# What the task requires
Rewrite the lines below, swapping "white saucer" for "dinner plate" and leaving all other text as it is.

** START Data provided **

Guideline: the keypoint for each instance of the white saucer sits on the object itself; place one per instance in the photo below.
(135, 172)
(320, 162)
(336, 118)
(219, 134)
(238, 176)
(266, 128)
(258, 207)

** END Data provided **

# The response
Guideline: the keypoint for each instance of the dinner plate sits on the object itself; place one per instance in the photo below.
(135, 172)
(320, 162)
(336, 118)
(219, 134)
(238, 176)
(266, 128)
(258, 207)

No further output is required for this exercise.